[SOURCE MATERIAL — start]
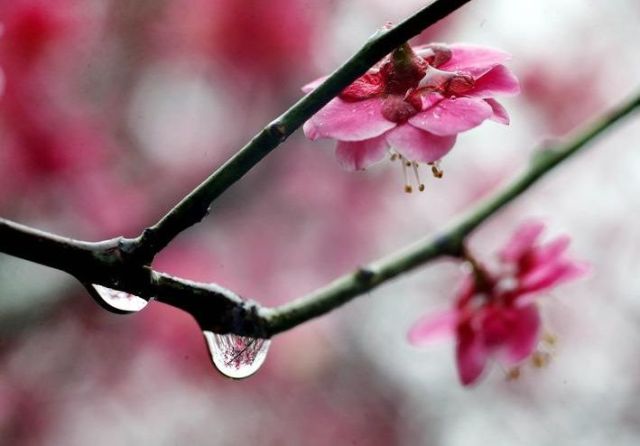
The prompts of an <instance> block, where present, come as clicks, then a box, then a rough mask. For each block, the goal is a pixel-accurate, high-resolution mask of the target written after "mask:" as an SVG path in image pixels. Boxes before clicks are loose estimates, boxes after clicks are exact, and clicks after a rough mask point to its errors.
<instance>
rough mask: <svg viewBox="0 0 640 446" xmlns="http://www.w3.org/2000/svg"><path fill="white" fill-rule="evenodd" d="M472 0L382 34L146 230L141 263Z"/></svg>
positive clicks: (446, 4) (299, 100) (466, 1)
mask: <svg viewBox="0 0 640 446" xmlns="http://www.w3.org/2000/svg"><path fill="white" fill-rule="evenodd" d="M469 1H470V0H438V1H435V2H434V3H432V4H430V5H429V6H427V7H425V8H423V9H422V10H420V11H419V12H417V13H416V14H414V15H413V16H411V17H409V18H408V19H406V20H405V21H403V22H402V23H400V24H398V25H397V26H395V27H393V28H391V29H388V30H386V29H385V30H380V31H378V32H377V33H376V34H374V35H373V36H372V37H371V38H370V39H369V41H368V42H367V43H366V44H365V45H364V46H363V47H362V48H361V49H360V50H359V51H358V52H357V53H356V54H354V55H353V56H352V57H351V58H350V59H349V60H348V61H347V62H345V63H344V64H343V65H342V66H341V67H340V68H338V69H337V70H336V71H334V72H333V74H331V75H330V76H329V77H328V78H327V80H326V81H325V82H324V83H323V84H322V85H320V86H319V87H318V88H317V89H315V90H314V91H313V92H311V93H309V94H308V95H306V96H305V97H304V98H302V99H301V100H299V101H298V102H297V103H296V104H294V105H293V106H292V107H291V108H290V109H289V110H287V111H286V112H285V113H284V114H282V115H281V116H280V117H278V118H276V119H275V120H274V121H273V122H271V123H270V124H269V125H267V126H266V127H265V128H264V129H263V130H262V131H261V132H260V133H258V134H257V135H256V136H255V137H254V138H253V139H252V140H251V141H250V142H249V143H248V144H247V145H245V146H244V147H243V148H242V149H240V151H238V152H237V153H236V154H235V155H234V156H233V157H232V158H231V159H229V160H228V161H227V162H226V163H225V164H223V165H222V166H221V167H220V168H219V169H218V170H216V171H215V172H214V173H213V174H212V175H211V176H210V177H209V178H207V179H206V180H204V181H203V182H202V183H201V184H200V185H199V186H198V187H196V188H195V189H194V190H193V191H192V192H191V193H190V194H189V195H187V196H186V197H185V198H184V199H183V200H182V201H180V203H178V204H177V205H176V206H175V207H174V208H173V209H171V210H170V211H169V212H168V213H167V214H166V215H165V216H164V217H162V219H161V220H160V221H158V222H157V223H156V224H155V225H153V226H151V227H149V228H147V229H145V231H144V232H143V233H142V235H140V236H139V237H138V238H137V239H136V240H135V244H134V246H133V247H132V251H133V252H132V254H133V255H134V256H135V257H137V258H138V259H139V261H140V262H141V263H150V262H151V260H152V259H153V257H154V256H155V255H156V254H157V253H158V252H160V251H161V250H162V248H164V247H165V246H166V245H168V244H169V243H170V242H171V240H173V239H174V238H175V237H176V236H177V235H178V234H180V233H181V232H182V231H184V230H185V229H187V228H189V227H190V226H192V225H194V224H196V223H198V222H200V221H201V220H202V219H203V218H204V217H206V215H207V213H208V209H209V206H210V204H211V203H212V202H213V201H214V200H215V199H216V198H218V197H219V196H220V195H221V194H222V193H223V192H224V191H226V190H227V189H228V188H229V187H231V186H232V185H233V184H234V183H235V182H236V181H238V180H239V179H240V178H242V177H243V176H244V175H245V174H246V173H247V172H249V170H251V169H252V168H253V166H255V165H256V164H257V163H258V162H260V160H262V159H263V158H264V157H265V156H267V155H268V154H269V153H270V152H272V151H273V150H274V149H275V148H276V147H278V146H279V145H280V144H281V143H282V142H283V141H284V140H286V139H287V137H288V136H289V135H291V134H292V133H293V132H294V131H295V130H296V129H298V128H299V127H300V126H302V124H303V123H304V122H305V121H306V120H308V119H309V118H310V117H311V116H313V115H314V114H315V113H316V112H317V111H318V110H320V109H321V108H322V107H323V106H324V105H326V104H327V103H328V102H329V101H330V100H331V99H332V98H334V97H335V96H337V95H338V94H339V93H340V92H341V91H342V90H343V89H344V88H345V87H347V86H348V85H350V84H351V83H353V81H355V80H356V79H357V78H358V77H360V76H362V75H363V74H364V73H365V72H366V71H367V70H368V69H369V68H370V67H371V66H373V65H374V64H375V63H376V62H378V61H379V60H380V59H382V58H383V57H384V56H386V55H387V54H389V53H390V52H391V51H393V50H394V49H395V48H397V47H398V46H400V45H402V44H403V43H405V42H406V41H408V40H409V39H410V38H412V37H414V36H416V35H418V34H419V33H420V32H422V31H423V30H424V29H426V28H428V27H429V26H431V25H433V24H434V23H436V22H438V21H439V20H441V19H443V18H444V17H446V16H447V15H449V14H451V13H452V12H454V11H455V10H456V9H458V8H460V7H461V6H463V5H464V4H466V3H468V2H469Z"/></svg>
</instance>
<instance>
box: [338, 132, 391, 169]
mask: <svg viewBox="0 0 640 446" xmlns="http://www.w3.org/2000/svg"><path fill="white" fill-rule="evenodd" d="M388 147H389V146H388V145H387V140H386V138H385V136H384V135H382V136H378V137H376V138H371V139H365V140H364V141H338V145H337V146H336V158H337V160H338V164H340V166H341V167H342V168H343V169H346V170H362V169H365V168H367V167H368V166H370V165H371V164H373V163H376V162H378V161H380V160H381V159H382V158H384V155H385V153H386V151H387V148H388Z"/></svg>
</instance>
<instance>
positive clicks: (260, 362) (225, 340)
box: [202, 330, 271, 379]
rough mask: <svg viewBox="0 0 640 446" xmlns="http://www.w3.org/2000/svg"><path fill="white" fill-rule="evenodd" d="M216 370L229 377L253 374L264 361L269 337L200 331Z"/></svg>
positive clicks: (207, 330)
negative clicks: (239, 334) (202, 336)
mask: <svg viewBox="0 0 640 446" xmlns="http://www.w3.org/2000/svg"><path fill="white" fill-rule="evenodd" d="M202 333H203V334H204V338H205V340H206V341H207V346H208V347H209V353H211V360H212V361H213V365H215V366H216V368H217V369H218V371H220V373H222V374H223V375H225V376H228V377H229V378H235V379H242V378H247V377H248V376H251V375H253V374H254V373H255V372H257V371H258V369H259V368H260V367H261V366H262V364H263V363H264V360H265V359H266V358H267V352H268V351H269V345H270V344H271V341H270V340H269V339H256V338H250V337H246V336H238V335H235V334H224V335H221V334H218V333H213V332H212V331H208V330H205V331H203V332H202Z"/></svg>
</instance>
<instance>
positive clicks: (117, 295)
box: [88, 285, 149, 314]
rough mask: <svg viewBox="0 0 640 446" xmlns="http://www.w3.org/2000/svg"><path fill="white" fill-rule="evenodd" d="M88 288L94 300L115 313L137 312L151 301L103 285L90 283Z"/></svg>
mask: <svg viewBox="0 0 640 446" xmlns="http://www.w3.org/2000/svg"><path fill="white" fill-rule="evenodd" d="M88 288H89V293H90V294H91V296H92V297H93V298H94V300H95V301H96V302H97V303H98V304H99V305H100V306H101V307H103V308H105V309H106V310H109V311H111V312H113V313H119V314H122V313H136V312H138V311H140V310H142V309H143V308H144V307H146V306H147V304H148V303H149V302H148V301H146V300H145V299H143V298H141V297H138V296H136V295H134V294H129V293H126V292H124V291H118V290H113V289H111V288H107V287H105V286H102V285H90V286H89V287H88Z"/></svg>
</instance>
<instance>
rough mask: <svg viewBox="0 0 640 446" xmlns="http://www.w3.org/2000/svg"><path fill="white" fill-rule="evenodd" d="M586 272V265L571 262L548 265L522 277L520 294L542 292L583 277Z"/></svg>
mask: <svg viewBox="0 0 640 446" xmlns="http://www.w3.org/2000/svg"><path fill="white" fill-rule="evenodd" d="M588 272H589V267H588V265H586V264H583V263H578V262H571V261H565V262H562V263H550V264H547V265H546V266H544V267H541V268H537V269H535V270H533V271H532V272H531V273H529V274H527V275H526V276H524V277H522V278H521V279H520V291H521V293H522V294H525V293H534V292H538V291H542V290H545V289H548V288H552V287H554V286H557V285H559V284H561V283H564V282H568V281H570V280H573V279H576V278H578V277H581V276H584V275H585V274H587V273H588Z"/></svg>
[SOURCE MATERIAL — finish]
▸ **INSTRUCTIONS TO FOLLOW**: Output only the lines that run from the one containing "288L94 300L115 313L137" through the last line of the material above, both included.

▸ **WRITTEN RESPONSE**:
rough mask: <svg viewBox="0 0 640 446" xmlns="http://www.w3.org/2000/svg"><path fill="white" fill-rule="evenodd" d="M88 288L94 300L115 313L137 312L151 301L103 285L90 283Z"/></svg>
mask: <svg viewBox="0 0 640 446" xmlns="http://www.w3.org/2000/svg"><path fill="white" fill-rule="evenodd" d="M88 288H89V293H90V294H91V296H92V297H93V298H94V300H95V301H96V302H97V303H98V304H99V305H100V306H101V307H103V308H105V309H106V310H109V311H111V312H113V313H119V314H122V313H136V312H138V311H140V310H142V309H143V308H144V307H146V306H147V304H148V303H149V302H148V301H146V300H145V299H143V298H141V297H138V296H136V295H134V294H129V293H126V292H124V291H118V290H113V289H111V288H107V287H105V286H102V285H90V286H89V287H88Z"/></svg>
</instance>
<instance>
rough mask: <svg viewBox="0 0 640 446" xmlns="http://www.w3.org/2000/svg"><path fill="white" fill-rule="evenodd" d="M586 272V265L571 262L548 265L522 277L520 294L542 292L583 277Z"/></svg>
mask: <svg viewBox="0 0 640 446" xmlns="http://www.w3.org/2000/svg"><path fill="white" fill-rule="evenodd" d="M588 272H589V267H588V265H586V264H583V263H578V262H571V261H565V262H562V263H550V264H547V265H546V266H544V267H541V268H537V269H535V270H533V271H532V272H531V273H529V274H527V275H526V276H524V277H522V278H521V279H520V291H521V293H522V294H525V293H534V292H538V291H542V290H545V289H548V288H552V287H554V286H557V285H559V284H561V283H564V282H568V281H570V280H573V279H576V278H578V277H581V276H584V275H585V274H587V273H588Z"/></svg>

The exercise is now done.